Saved data entries:
* * * * * * * * *

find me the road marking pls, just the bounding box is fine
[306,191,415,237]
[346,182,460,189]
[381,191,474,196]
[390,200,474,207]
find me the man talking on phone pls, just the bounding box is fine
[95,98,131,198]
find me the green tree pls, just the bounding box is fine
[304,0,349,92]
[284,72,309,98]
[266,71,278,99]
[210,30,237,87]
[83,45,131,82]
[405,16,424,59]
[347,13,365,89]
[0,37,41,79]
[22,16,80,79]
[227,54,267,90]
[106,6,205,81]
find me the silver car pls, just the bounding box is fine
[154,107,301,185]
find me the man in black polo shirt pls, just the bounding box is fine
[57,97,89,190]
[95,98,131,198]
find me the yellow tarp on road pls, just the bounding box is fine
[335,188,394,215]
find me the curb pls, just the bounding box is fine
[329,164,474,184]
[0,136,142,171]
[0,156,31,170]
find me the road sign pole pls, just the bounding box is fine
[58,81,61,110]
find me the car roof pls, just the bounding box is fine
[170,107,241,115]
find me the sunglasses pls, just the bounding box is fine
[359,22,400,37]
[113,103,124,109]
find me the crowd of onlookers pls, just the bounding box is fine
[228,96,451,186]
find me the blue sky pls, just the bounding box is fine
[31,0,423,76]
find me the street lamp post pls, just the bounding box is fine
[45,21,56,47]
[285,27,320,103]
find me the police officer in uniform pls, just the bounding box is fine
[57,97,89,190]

* * * * * * * * *

From the line containing "find me the man talking" to the last line of the data above, copy each line exactly and add nothing.

find me the man talking on phone pls, just the bounding box is fine
[95,98,131,198]
find me the green tree pls, just the bounding box is fine
[304,0,349,92]
[284,72,309,98]
[266,71,278,99]
[210,30,237,87]
[83,45,131,82]
[405,16,424,59]
[347,13,365,89]
[0,37,41,79]
[22,16,80,79]
[227,54,267,90]
[106,6,205,81]
find me the silver car pls, just the bounding box is fine
[154,107,301,185]
find me the man in black polo shirt pls, just the bounding box is fine
[57,97,89,190]
[95,98,131,198]
find me the yellow tarp on road pls, just the bounding box is fine
[335,188,394,215]
find me the curb pls, just the bounding box is fine
[329,164,474,184]
[0,136,142,171]
[0,156,31,170]
find me the road sign pole pls, just the bounding box is fine
[58,81,61,110]
find me the car roof pls, just the bounding box is fine
[170,107,241,115]
find me the sunglasses pls, just the bounding box is fine
[359,22,400,37]
[113,103,124,109]
find me the crowd of onlookers pls, just the bounding box is fine
[228,96,451,186]
find me the blue sky pls, just the bounding box is fine
[31,0,423,76]
find me the street lamp post pls, just the bounding box is fine
[45,21,56,47]
[285,27,320,103]
find me the police officer in uniform pls, just the bounding box is fine
[57,97,89,190]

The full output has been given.